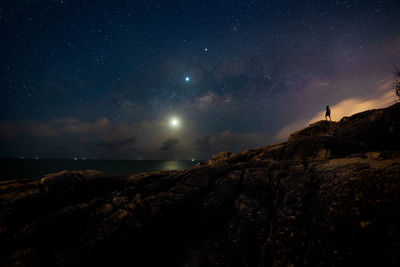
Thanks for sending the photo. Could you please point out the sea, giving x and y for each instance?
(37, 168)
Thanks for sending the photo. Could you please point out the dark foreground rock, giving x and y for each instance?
==============================
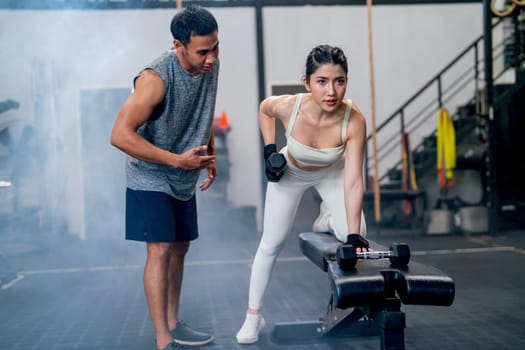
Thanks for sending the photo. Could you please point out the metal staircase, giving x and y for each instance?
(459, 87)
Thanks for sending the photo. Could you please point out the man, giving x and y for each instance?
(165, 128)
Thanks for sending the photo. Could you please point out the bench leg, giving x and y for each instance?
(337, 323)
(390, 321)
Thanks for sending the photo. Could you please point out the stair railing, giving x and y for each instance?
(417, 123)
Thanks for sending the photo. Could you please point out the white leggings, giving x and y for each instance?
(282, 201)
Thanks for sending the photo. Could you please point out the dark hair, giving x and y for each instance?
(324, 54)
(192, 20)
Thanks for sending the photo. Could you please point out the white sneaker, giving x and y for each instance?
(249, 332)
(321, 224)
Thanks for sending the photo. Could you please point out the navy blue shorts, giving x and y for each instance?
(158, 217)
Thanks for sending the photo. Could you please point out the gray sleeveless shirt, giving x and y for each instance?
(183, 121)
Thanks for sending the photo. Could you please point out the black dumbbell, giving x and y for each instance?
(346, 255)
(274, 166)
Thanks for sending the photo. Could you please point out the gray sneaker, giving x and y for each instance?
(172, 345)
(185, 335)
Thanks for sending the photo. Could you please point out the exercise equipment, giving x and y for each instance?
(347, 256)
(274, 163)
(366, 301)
==============================
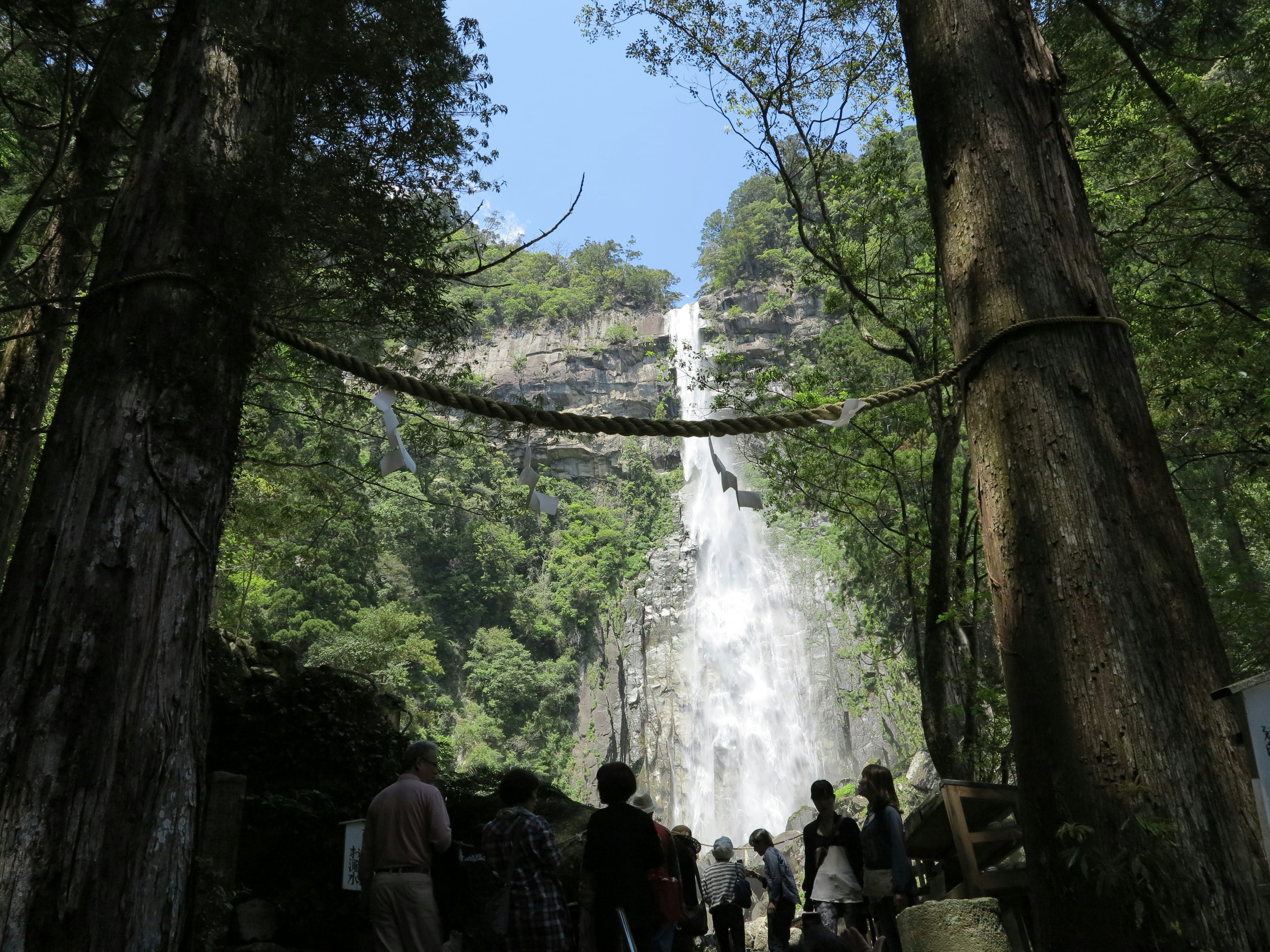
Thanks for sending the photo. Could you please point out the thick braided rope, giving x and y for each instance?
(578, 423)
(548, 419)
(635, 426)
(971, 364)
==============================
How many lines in the data above contain the string "sneaker"? Treat uppercase and lowercase as different, and reply with the number alone.

The reply: 2